EXERCISE: An exact copy of every entry is what's needed, so please transcribe them all.

(Text-to-region grounding data)
::::::::::

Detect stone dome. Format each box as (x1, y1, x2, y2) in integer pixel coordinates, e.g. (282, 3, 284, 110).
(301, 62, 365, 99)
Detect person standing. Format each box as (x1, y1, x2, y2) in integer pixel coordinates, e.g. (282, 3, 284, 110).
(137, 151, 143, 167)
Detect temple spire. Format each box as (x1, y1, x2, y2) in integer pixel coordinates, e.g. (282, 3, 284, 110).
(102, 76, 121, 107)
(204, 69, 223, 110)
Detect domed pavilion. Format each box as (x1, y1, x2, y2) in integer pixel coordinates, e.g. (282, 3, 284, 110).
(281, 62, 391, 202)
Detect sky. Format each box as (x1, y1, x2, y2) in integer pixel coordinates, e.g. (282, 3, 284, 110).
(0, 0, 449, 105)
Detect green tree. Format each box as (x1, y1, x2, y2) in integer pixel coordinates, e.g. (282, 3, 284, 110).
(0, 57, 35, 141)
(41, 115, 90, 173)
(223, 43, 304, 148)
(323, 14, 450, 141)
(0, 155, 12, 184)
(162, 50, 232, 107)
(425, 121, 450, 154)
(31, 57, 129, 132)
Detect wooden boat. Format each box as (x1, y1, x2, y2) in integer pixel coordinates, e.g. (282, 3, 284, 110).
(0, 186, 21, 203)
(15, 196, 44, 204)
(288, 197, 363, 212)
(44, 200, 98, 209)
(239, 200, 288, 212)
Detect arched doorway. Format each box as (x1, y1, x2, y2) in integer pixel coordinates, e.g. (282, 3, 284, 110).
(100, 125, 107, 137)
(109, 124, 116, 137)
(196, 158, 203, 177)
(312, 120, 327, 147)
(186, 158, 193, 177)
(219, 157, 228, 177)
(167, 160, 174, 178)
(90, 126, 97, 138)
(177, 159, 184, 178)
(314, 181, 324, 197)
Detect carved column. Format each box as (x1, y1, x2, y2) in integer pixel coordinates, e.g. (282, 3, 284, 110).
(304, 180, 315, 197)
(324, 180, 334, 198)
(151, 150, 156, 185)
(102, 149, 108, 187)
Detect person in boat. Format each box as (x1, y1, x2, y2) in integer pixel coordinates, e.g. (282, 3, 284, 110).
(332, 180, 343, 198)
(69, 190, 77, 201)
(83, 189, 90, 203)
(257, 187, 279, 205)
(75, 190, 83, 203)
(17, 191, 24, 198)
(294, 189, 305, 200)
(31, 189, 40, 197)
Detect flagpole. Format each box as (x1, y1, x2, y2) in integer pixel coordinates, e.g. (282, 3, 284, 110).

::::::::::

SOLUTION BELOW:
Detect stone dome. Format each box as (x1, y1, x2, y2) in integer pixel coordinates, e.g. (282, 3, 284, 110).
(301, 62, 365, 99)
Detect person standing. Format each box as (x1, y1, x2, y2) in integer pixel coordinates, e.g. (282, 3, 284, 110).
(137, 151, 143, 167)
Detect temple spire. Format each box as (x1, y1, x2, y2) in integer pixel coordinates, e.g. (282, 3, 284, 110).
(102, 76, 121, 107)
(204, 69, 223, 110)
Detect domed pavilion. Format each box as (x1, y1, x2, y2) in integer pixel coordinates, e.g. (282, 3, 284, 110).
(281, 62, 391, 202)
Detect sky. Format each box as (x1, y1, x2, y2) in integer pixel coordinates, e.g. (282, 3, 284, 110).
(0, 0, 449, 105)
Detect green tree. Format each box as (x1, y1, x2, y2) in integer pixel coordinates, e.g. (282, 3, 284, 110).
(0, 57, 35, 141)
(41, 115, 90, 173)
(223, 43, 304, 148)
(323, 14, 450, 141)
(0, 155, 12, 184)
(162, 50, 232, 107)
(425, 121, 450, 154)
(31, 57, 129, 132)
Detect wooden boat. Format each box as (x1, y1, x2, y2) in integer pixel coordinates, e.g. (282, 3, 284, 110).
(0, 186, 21, 203)
(15, 196, 44, 204)
(288, 197, 363, 212)
(44, 200, 98, 209)
(239, 200, 288, 212)
Detect arched doorway. Format each box as (x1, y1, x2, y2) in integer pixel coordinates, e.g. (282, 3, 284, 110).
(100, 125, 107, 137)
(109, 124, 116, 137)
(196, 158, 203, 177)
(312, 120, 327, 147)
(186, 158, 193, 177)
(219, 157, 228, 177)
(167, 160, 174, 178)
(90, 126, 97, 138)
(177, 159, 184, 178)
(314, 181, 324, 197)
Detect carved column. Format each box as (x1, y1, x2, y2) in integer pixel coordinates, e.g. (282, 3, 284, 110).
(304, 180, 315, 197)
(324, 180, 334, 198)
(151, 150, 156, 185)
(102, 149, 108, 187)
Detect person in boat. Format each box as (x1, y1, x2, y2) in integer pixel coordinates, e.g. (282, 3, 284, 110).
(332, 180, 343, 198)
(69, 190, 77, 201)
(83, 189, 90, 203)
(257, 187, 279, 205)
(75, 190, 83, 203)
(17, 191, 24, 198)
(294, 189, 305, 200)
(31, 189, 40, 197)
Detect flagpole. Format each box as (x1, y1, x2, y2) in integer pixel coordinates, e.g. (282, 3, 284, 110).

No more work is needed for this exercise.